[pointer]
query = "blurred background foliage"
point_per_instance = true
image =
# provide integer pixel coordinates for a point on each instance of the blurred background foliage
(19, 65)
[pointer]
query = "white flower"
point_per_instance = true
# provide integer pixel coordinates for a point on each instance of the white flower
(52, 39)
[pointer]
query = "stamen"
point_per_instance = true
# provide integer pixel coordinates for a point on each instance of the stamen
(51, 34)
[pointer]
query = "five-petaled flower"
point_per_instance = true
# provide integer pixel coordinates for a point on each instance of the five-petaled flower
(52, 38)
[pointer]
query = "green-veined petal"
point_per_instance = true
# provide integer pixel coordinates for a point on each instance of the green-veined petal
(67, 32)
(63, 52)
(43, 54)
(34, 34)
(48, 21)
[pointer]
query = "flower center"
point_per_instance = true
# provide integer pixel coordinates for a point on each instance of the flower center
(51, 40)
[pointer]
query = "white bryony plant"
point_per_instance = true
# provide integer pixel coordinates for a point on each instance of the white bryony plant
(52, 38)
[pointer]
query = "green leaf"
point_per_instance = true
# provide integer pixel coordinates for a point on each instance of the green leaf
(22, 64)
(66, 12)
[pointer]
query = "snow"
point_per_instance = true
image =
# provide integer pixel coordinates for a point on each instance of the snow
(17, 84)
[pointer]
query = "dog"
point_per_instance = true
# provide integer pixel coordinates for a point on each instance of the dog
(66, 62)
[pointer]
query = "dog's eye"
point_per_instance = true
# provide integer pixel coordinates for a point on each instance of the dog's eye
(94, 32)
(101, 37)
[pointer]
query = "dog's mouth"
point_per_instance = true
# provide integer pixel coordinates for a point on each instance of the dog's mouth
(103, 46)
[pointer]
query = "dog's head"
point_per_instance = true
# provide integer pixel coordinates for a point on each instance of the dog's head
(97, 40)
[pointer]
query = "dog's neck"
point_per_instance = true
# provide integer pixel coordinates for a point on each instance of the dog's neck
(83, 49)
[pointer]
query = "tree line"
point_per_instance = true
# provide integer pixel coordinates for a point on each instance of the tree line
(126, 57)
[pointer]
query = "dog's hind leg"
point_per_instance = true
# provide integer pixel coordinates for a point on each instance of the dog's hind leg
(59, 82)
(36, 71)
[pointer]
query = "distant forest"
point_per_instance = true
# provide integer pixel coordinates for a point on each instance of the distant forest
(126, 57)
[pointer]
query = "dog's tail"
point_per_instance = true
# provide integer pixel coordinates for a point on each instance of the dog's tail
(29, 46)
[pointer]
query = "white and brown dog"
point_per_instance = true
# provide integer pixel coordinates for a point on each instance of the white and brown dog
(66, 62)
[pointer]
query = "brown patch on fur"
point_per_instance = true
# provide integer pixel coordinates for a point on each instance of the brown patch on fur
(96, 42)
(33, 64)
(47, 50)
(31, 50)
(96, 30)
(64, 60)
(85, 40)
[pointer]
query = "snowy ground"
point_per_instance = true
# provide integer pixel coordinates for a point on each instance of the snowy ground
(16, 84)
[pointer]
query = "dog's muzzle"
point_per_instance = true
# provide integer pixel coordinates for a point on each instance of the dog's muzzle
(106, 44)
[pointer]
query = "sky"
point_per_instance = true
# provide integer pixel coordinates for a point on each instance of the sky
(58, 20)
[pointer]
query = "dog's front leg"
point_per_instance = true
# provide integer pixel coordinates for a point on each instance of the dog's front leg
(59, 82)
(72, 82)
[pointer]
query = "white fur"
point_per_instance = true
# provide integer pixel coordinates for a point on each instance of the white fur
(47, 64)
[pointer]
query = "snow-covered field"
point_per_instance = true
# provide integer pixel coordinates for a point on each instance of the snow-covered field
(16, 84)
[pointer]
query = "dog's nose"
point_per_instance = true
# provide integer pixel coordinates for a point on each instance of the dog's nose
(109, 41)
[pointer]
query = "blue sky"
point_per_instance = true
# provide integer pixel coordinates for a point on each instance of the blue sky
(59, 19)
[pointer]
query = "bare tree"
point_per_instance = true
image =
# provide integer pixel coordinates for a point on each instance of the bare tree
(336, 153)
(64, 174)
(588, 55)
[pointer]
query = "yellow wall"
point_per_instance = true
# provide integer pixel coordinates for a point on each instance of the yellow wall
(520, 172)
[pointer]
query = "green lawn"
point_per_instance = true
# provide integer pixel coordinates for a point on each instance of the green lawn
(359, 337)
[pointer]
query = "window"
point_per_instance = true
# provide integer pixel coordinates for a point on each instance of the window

## Given problem
Return the entries in full, keeping every line exactly as it is.

## In response
[pointer]
query = "blurred background foliage"
point_per_instance = true
image =
# provide integer pixel coordinates for a point on each instance of the blurred background foliage
(19, 65)
[pointer]
query = "white flower"
point_per_instance = true
# provide integer pixel coordinates for a point on each instance of the white flower
(52, 39)
[pointer]
query = "stamen"
point_per_instance = true
# provide integer pixel coordinates for a point on each instance of the stamen
(51, 34)
[pointer]
query = "five-petaled flower"
point_per_instance = true
# provide integer pixel coordinates for a point on each instance of the five-petaled flower
(52, 38)
[pointer]
query = "green-veined petal"
point_per_instance = true
# provide integer pixel coordinates for a point on each instance of the green-veined petal
(67, 32)
(63, 52)
(43, 54)
(34, 34)
(48, 21)
[pointer]
query = "flower center"
point_per_instance = true
# provide integer pixel coordinates for a point on each instance of the flower center
(51, 40)
[pointer]
query = "white bryony plant"
point_per_instance = true
# provide integer pixel coordinates for a point on each instance of the white bryony plant
(52, 38)
[pointer]
query = "green leaf"
point_per_instance = true
# provide integer pixel coordinates for a point on each instance of the green leaf
(22, 64)
(66, 12)
[pointer]
query = "snow"
point_per_instance = true
image =
# provide integer pixel coordinates for a point on each instance of the snow
(17, 84)
[pointer]
query = "dog"
point_per_instance = true
# provide integer pixel coordinates for a point on each instance of the dog
(66, 62)
[pointer]
query = "dog's eye"
point_per_instance = true
# provide integer pixel coordinates for a point on each instance of the dog's eye
(94, 32)
(101, 37)
[pointer]
query = "dog's mouth"
point_per_instance = true
# provide integer pixel coordinates for a point on each instance of the dog's mouth
(103, 46)
[pointer]
query = "dog's head"
point_per_instance = true
# provide integer pixel coordinates for a point on each instance of the dog's head
(97, 40)
[pointer]
query = "dog's neck"
point_per_instance = true
# provide integer pixel coordinates for a point on each instance of the dog's neck
(83, 49)
[pointer]
query = "tree line"
point_per_instance = true
# provide integer pixel coordinates for a point on each instance of the tree line
(126, 57)
[pointer]
query = "dog's hind leg"
point_per_instance = true
# provide integer pixel coordinates for a point on each instance of the dog's hind leg
(59, 82)
(36, 71)
[pointer]
query = "distant forest"
point_per_instance = true
# provide integer pixel coordinates for a point on each instance of the distant forest
(126, 57)
[pointer]
query = "dog's tail"
point_per_instance = true
# provide integer pixel coordinates for a point on each instance of the dog's tail
(29, 46)
[pointer]
query = "white and brown dog"
point_per_instance = true
# provide integer pixel coordinates for a point on each instance of the white and brown dog
(66, 62)
[pointer]
query = "brown patch on fur"
point_per_instance = true
# provide integer pixel coordinates for a point on each instance of the brown patch on fur
(96, 42)
(33, 64)
(47, 50)
(31, 50)
(96, 30)
(64, 60)
(85, 40)
[pointer]
query = "snowy ground"
point_per_instance = true
# provide integer pixel coordinates for a point on each instance of the snowy ground
(16, 84)
[pointer]
query = "dog's muzzle"
point_per_instance = true
# provide integer pixel coordinates for a point on each instance of the dog's muzzle
(106, 44)
[pointer]
query = "sky"
point_per_instance = true
# provide integer pixel coordinates for a point on each instance of the sky
(58, 20)
[pointer]
query = "dog's front leg"
point_per_instance = true
# provide integer pixel coordinates for a point on each instance of the dog's front leg
(59, 82)
(72, 82)
[pointer]
query = "white fur"
point_per_instance = true
# provide integer pixel coordinates for a point on each instance of the white fur
(47, 64)
[pointer]
query = "snow-covered field"
point_per_instance = true
# provide integer pixel coordinates for a point on each instance of the snow-covered field
(16, 84)
[pointer]
query = "dog's nose"
point_per_instance = true
# provide integer pixel coordinates for a point on each instance of the dog's nose
(109, 41)
[pointer]
query = "blue sky"
point_per_instance = true
# provide integer pixel coordinates for a point on each instance of the blue sky
(59, 19)
[pointer]
query = "bare tree"
point_per_instance = true
image =
# provide integer pixel coordinates for a point on each instance of the bare tree
(336, 153)
(64, 174)
(588, 55)
[pointer]
query = "yellow wall"
point_per_instance = true
# provide integer pixel coordinates for a point on each instance of the yellow wall
(520, 172)
[pointer]
query = "green lawn"
point_per_instance = true
# provide integer pixel coordinates for a point on each instance of the green lawn
(359, 337)
[pointer]
query = "window"
point_per_instance = true
# provide integer pixel coordinates for a point on each instance of the window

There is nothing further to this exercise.